> **WHAT TO PRODUCE**: The word "correct" marks the lines to keep; find each one in the data and copy it.

> **GIVEN ENTRIES**:
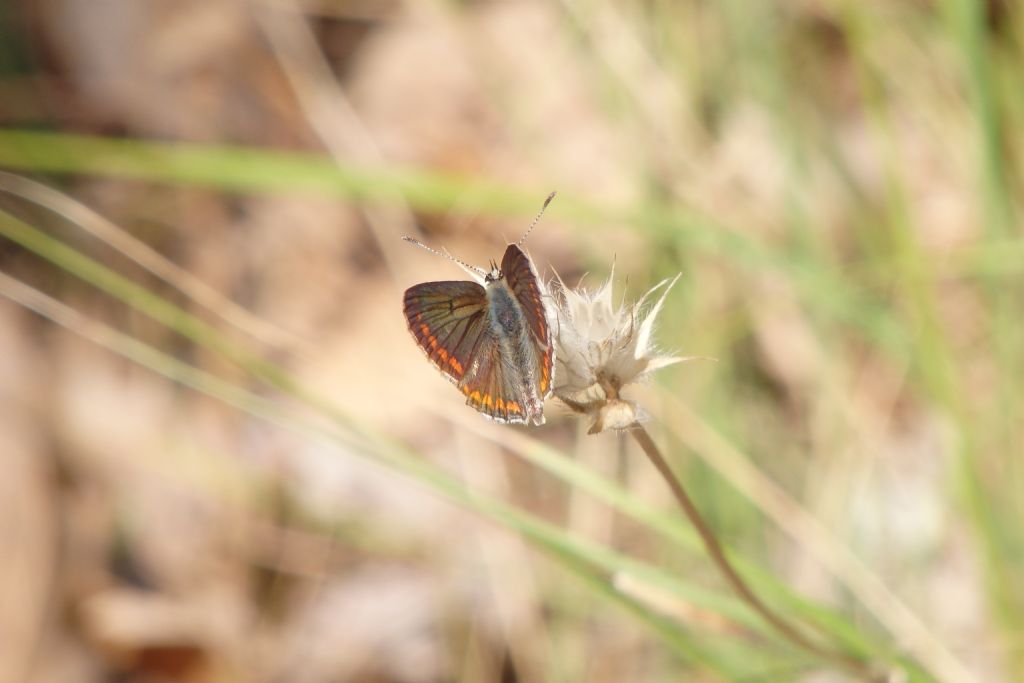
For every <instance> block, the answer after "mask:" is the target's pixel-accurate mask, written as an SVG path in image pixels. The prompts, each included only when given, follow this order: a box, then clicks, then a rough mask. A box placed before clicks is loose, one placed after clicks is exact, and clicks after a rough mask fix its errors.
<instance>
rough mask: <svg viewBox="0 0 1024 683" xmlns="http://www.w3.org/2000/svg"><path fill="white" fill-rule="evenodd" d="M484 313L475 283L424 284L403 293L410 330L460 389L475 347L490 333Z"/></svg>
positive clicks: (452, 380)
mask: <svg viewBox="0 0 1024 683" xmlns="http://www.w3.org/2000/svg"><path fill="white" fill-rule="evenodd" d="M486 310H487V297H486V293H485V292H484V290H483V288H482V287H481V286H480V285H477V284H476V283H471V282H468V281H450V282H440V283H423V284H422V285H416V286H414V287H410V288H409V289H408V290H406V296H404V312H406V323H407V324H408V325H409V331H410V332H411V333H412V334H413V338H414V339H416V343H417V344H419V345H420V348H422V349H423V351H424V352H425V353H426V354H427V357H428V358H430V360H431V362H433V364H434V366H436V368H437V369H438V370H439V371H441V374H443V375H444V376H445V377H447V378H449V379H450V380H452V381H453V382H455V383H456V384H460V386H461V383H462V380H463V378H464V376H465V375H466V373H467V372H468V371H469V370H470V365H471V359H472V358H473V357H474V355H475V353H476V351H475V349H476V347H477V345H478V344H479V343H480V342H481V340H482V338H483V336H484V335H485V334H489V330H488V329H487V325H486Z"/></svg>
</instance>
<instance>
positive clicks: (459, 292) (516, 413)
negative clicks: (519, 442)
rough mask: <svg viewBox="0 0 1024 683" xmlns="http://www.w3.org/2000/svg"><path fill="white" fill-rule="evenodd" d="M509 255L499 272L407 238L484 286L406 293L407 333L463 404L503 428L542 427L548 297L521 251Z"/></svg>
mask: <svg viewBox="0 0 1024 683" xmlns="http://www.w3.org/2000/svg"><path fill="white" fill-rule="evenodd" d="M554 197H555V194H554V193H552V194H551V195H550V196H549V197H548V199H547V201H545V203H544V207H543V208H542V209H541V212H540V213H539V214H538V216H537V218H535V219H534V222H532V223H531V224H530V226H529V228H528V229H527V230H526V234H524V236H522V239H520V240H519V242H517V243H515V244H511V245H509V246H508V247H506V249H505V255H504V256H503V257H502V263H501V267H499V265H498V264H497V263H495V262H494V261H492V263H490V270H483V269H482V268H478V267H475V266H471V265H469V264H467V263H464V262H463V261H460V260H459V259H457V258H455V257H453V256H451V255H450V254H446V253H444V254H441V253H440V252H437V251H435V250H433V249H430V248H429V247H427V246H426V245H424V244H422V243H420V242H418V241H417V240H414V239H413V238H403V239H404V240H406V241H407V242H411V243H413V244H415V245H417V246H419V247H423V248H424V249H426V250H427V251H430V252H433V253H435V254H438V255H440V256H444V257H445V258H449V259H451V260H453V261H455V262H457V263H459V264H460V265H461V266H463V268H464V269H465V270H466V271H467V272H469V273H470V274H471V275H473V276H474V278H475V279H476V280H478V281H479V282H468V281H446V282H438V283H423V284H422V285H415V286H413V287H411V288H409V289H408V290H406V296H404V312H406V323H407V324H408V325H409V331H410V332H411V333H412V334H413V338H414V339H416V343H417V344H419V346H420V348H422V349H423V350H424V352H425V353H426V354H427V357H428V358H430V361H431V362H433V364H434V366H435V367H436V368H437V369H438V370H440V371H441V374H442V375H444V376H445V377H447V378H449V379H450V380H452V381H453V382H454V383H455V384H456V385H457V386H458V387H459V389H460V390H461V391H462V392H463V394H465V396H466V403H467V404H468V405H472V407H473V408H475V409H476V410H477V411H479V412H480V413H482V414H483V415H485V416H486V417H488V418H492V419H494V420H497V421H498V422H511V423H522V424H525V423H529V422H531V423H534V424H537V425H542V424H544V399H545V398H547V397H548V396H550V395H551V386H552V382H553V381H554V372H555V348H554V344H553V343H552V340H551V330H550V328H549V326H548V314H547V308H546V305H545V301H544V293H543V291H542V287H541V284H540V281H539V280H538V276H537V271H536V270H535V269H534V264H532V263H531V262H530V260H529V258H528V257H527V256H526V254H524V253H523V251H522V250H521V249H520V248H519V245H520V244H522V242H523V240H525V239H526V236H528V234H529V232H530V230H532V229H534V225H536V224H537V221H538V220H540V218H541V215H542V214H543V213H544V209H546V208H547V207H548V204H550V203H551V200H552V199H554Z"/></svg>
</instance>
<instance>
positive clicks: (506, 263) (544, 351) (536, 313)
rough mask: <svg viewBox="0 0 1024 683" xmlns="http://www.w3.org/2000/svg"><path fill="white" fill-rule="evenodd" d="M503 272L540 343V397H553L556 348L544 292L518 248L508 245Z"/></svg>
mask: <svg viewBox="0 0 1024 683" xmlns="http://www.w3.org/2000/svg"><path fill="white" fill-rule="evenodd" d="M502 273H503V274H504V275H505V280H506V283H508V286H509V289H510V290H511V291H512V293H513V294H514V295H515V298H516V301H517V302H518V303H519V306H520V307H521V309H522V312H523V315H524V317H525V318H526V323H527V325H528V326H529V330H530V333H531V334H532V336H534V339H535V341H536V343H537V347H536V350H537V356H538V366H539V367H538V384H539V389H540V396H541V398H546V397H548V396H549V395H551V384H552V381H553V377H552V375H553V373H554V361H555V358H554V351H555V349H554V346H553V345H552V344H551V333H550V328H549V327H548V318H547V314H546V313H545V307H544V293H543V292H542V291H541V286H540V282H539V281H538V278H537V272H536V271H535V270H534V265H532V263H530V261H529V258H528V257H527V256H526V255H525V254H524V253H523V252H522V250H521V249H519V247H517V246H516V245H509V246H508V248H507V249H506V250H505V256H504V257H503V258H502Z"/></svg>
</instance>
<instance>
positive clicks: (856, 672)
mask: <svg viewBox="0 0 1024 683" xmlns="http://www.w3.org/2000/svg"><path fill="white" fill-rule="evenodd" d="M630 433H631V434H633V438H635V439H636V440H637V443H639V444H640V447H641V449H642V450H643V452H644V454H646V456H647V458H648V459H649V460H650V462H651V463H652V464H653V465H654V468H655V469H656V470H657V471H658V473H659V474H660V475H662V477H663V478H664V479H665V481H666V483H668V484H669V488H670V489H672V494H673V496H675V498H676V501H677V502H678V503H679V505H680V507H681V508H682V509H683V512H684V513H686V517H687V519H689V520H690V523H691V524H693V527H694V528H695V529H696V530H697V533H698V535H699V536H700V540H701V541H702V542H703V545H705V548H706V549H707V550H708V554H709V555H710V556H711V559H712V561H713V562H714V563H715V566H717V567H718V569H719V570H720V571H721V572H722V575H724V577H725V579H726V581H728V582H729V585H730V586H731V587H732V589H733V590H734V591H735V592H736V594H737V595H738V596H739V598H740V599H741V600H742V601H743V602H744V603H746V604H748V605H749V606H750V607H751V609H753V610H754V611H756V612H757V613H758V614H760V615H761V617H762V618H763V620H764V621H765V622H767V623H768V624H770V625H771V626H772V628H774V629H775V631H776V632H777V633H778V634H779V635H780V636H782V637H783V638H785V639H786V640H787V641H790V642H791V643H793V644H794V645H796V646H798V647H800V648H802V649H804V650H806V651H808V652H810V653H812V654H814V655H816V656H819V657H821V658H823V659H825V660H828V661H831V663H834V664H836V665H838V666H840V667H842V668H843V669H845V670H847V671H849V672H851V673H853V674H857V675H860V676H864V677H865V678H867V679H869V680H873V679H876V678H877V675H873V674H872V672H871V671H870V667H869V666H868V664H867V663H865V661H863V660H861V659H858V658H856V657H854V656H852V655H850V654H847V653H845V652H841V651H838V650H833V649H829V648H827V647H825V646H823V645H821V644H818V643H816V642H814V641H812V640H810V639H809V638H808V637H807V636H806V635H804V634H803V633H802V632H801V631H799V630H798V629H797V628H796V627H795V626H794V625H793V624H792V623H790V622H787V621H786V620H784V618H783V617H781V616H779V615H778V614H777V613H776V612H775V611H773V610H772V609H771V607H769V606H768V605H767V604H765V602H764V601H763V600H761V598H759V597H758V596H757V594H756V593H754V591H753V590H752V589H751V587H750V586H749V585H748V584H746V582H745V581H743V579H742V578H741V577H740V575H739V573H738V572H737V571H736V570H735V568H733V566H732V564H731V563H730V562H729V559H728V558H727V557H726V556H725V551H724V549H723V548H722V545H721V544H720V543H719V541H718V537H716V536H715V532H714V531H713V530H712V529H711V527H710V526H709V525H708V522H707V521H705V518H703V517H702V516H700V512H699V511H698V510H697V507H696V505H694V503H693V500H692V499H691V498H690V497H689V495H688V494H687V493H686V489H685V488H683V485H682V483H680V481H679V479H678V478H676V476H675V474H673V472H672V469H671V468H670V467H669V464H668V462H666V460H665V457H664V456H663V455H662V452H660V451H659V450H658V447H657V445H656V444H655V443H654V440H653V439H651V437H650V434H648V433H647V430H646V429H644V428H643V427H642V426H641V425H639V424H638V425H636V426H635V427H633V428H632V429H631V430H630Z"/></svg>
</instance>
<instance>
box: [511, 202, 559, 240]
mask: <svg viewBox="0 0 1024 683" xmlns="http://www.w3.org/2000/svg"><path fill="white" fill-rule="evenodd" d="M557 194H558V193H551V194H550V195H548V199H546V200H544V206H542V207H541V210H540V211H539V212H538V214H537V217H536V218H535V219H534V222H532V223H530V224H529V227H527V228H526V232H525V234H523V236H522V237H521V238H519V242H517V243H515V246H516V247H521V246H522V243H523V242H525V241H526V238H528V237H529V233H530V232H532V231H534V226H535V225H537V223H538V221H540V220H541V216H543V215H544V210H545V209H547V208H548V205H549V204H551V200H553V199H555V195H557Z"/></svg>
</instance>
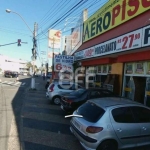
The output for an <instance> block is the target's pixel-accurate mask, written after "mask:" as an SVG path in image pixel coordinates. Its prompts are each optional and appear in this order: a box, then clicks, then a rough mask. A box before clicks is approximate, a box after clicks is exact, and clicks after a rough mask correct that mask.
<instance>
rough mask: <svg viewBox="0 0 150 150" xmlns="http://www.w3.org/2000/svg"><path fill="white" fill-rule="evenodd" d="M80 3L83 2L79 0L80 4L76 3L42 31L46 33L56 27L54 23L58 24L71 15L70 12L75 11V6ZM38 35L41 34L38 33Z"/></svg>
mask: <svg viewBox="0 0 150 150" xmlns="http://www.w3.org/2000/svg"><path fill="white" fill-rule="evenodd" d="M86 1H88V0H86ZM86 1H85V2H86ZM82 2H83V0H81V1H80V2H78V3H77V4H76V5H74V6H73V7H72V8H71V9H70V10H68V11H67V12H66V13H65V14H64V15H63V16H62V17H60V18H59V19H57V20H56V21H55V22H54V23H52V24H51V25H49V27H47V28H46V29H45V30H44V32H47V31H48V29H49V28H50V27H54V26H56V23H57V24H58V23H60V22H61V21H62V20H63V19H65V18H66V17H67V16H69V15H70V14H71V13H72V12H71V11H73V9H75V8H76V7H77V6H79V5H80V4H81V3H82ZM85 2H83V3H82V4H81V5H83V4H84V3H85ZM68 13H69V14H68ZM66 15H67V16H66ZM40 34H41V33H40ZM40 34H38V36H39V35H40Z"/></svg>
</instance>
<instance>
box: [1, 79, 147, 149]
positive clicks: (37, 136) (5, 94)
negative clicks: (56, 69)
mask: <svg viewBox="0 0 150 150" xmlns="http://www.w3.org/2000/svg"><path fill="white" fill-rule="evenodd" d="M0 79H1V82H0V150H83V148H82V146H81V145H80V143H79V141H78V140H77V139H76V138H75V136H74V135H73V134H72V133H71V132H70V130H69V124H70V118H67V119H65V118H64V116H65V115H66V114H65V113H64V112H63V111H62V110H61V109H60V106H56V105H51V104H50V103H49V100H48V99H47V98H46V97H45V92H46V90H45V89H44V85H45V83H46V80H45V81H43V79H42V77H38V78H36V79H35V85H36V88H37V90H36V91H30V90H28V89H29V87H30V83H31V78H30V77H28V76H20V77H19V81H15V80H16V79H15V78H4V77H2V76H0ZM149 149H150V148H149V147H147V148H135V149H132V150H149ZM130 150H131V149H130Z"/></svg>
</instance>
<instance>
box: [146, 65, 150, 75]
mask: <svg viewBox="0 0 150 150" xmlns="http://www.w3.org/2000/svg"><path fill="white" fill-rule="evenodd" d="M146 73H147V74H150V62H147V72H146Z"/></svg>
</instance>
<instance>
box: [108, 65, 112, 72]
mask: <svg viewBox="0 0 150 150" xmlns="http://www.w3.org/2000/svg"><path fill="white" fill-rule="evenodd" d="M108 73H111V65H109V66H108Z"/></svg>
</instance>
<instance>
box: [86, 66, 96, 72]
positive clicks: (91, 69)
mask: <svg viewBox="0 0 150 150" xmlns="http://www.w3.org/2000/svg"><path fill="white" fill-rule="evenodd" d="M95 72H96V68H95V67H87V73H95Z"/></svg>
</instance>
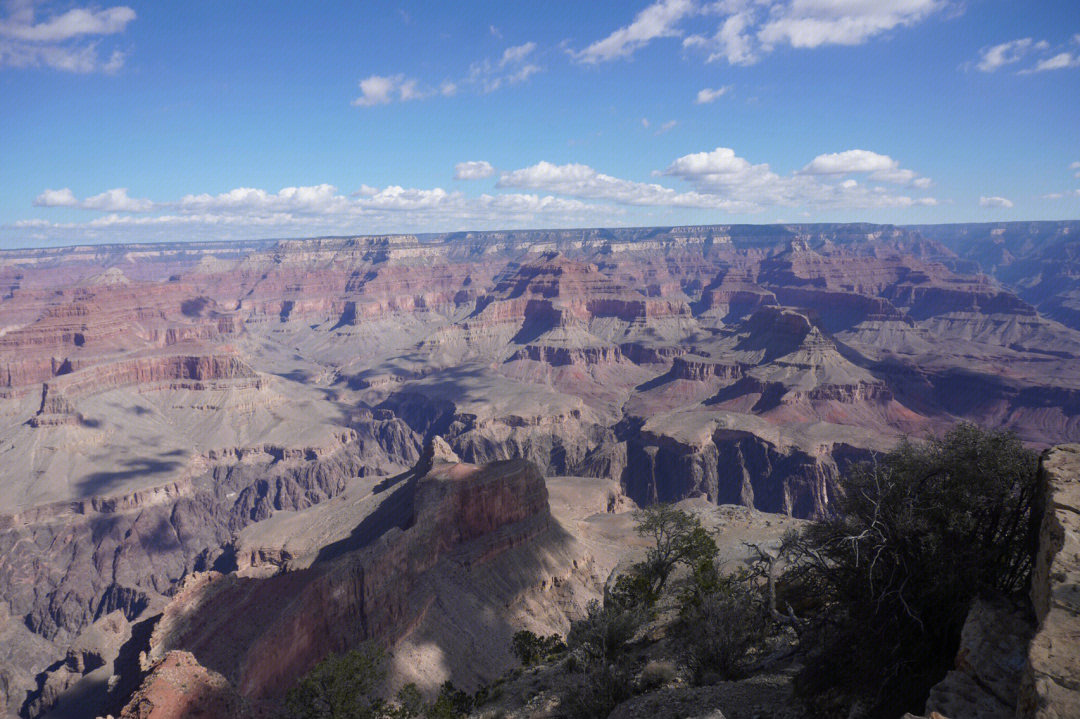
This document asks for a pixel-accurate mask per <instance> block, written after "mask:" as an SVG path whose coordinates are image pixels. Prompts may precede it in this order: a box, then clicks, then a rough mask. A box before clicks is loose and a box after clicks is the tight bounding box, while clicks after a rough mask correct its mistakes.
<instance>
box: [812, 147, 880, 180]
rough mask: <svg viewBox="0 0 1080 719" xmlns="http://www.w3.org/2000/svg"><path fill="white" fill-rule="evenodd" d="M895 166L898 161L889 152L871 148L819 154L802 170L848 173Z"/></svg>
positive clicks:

> **RESULT OF THIS EXERCISE**:
The output for an <instance> block is the target's pixel-accurate mask, written after "mask:" as an SVG path in image pixel coordinates. Its prompts are each optional and appear in this order: a box, then clicks, then a rough mask. A box before clicks is approximate, a box after clicks is exact, and clicks after a rough mask correct that mask.
This document asks for a pixel-accurate mask per <instance> block, written after "mask:" as an SVG path whose coordinates are image pixels. Prompts may precede it in this order: a box, then clicks, then a rough mask. A box before clicks is loose and a box after clicks is the tight bounding box, while clicks after a rough mask correct its mistakes.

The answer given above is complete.